PROBLEM:
List every line of the listing below that contains the word "bird", copying each line in full.

-- START OF SUPPLIED DATA --

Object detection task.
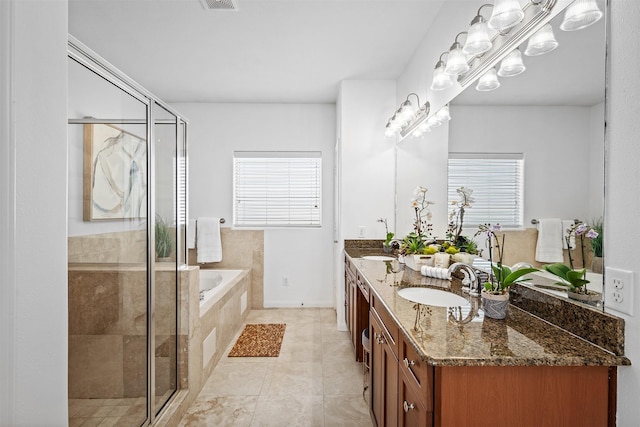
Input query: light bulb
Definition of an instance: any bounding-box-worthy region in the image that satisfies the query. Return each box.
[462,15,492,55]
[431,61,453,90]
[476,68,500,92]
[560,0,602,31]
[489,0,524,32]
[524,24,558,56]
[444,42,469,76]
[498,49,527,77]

-- END OF SUPPLIED DATA --
-- START OF SUPPLIED DATA --

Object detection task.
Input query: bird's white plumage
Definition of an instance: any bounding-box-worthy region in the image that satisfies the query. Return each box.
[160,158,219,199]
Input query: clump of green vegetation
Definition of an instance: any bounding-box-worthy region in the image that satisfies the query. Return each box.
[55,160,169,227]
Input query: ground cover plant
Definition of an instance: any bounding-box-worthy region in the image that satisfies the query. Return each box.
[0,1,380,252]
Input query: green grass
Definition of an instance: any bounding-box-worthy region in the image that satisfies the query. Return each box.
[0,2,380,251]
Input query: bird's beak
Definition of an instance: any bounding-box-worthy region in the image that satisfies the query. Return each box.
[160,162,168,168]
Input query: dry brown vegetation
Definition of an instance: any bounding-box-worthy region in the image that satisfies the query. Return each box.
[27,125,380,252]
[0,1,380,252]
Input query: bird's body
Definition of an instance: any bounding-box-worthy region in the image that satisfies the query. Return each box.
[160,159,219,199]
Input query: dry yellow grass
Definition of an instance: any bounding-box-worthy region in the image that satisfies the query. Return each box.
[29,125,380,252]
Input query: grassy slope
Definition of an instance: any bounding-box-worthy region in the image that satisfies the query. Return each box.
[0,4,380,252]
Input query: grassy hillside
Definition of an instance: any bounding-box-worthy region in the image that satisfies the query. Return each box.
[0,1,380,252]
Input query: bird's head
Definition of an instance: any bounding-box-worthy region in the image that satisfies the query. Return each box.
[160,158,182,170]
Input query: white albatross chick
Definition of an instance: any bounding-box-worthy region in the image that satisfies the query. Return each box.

-- END OF SUPPLIED DATA --

RESULT BELOW:
Input query: bird's white plumage
Input query: bird's beak
Input query: bird's body
Input query: bird's head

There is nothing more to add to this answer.